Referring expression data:
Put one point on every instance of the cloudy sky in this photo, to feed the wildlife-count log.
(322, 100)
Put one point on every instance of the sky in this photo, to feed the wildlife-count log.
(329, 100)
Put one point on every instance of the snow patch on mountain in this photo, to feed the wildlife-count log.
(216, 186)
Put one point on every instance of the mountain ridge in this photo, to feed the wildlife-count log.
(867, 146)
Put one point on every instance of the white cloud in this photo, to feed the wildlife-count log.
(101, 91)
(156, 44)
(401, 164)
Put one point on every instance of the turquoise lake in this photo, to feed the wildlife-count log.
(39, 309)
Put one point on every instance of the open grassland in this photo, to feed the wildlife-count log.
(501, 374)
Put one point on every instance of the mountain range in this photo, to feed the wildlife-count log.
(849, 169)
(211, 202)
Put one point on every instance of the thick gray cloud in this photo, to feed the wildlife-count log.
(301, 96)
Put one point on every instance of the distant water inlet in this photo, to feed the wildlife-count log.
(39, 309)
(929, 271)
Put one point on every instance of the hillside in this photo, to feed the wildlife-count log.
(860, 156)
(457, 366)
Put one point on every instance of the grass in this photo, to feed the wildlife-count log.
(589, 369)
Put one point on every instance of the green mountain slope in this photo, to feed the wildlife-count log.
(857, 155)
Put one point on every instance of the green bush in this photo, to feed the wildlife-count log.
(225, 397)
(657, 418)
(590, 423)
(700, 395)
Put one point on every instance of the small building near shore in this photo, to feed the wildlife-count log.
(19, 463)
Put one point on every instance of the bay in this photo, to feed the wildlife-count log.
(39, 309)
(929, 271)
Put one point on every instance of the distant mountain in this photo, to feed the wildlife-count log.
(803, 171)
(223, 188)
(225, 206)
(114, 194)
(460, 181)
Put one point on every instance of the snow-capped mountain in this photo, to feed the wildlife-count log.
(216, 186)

[Assigned task]: What's needed is a word-for-word restatement of all the entries.

[Exercise result]:
Put one point on every instance of the cloudy sky in this photo, to feed the wildlife-count log.
(322, 100)
Put one point on every instance of the sky in this photo, to feed the wildlife-count log.
(329, 100)
Put one point on every instance of the snow patch on mountain in this photo, to feed the wildlife-count log.
(216, 186)
Put one point on every instance of the mountain ridge in this photo, to feed the wildlife-count log.
(867, 146)
Put one point on every instance of the white cloud in this photo, to feed the wildlife-count log.
(101, 91)
(156, 44)
(401, 164)
Put one point on every instance of the turquoise lake in this photo, to feed the wildlife-count log.
(39, 309)
Put one point on every instance of the open grassland in this photo, to feed the wildlife-count log.
(501, 374)
Put one point on every instance of the mountain range in this photo, to feed the wildlife-count log.
(849, 169)
(211, 202)
Put one point on every instance of the thick gray cloud in this photo, to feed the wildlife-count log.
(301, 96)
Put one point on every instance of the distant water inlet in this photo, to feed the wildlife-count log.
(39, 309)
(929, 271)
Put one point on every instance of the hillside in this photo, to feed the wildlife-count log.
(860, 156)
(457, 366)
Put one point on every instance of the grass in this photo, to feed the wildlife-count log.
(589, 369)
Put one point on every instance of the green mountain slope in this photo, to feed the wildlife-count log.
(857, 155)
Put one point on every instance of the green bush in this photo, to feed the wildlife-count log.
(225, 397)
(657, 418)
(590, 423)
(700, 395)
Put one point on every instance of the small building near shore in this photo, to feed the wildlife-count log.
(19, 463)
Put one point on every instance of the bay in this photo, to feed the wildlife-count log.
(39, 309)
(929, 271)
Put one point on every instance of the distant mountain in this photo, to feed the wildlife-count log.
(803, 171)
(223, 188)
(225, 206)
(114, 194)
(460, 181)
Put one point on every instance of the snow-capped mountain in this photo, to feed the wildlife-count log.
(216, 186)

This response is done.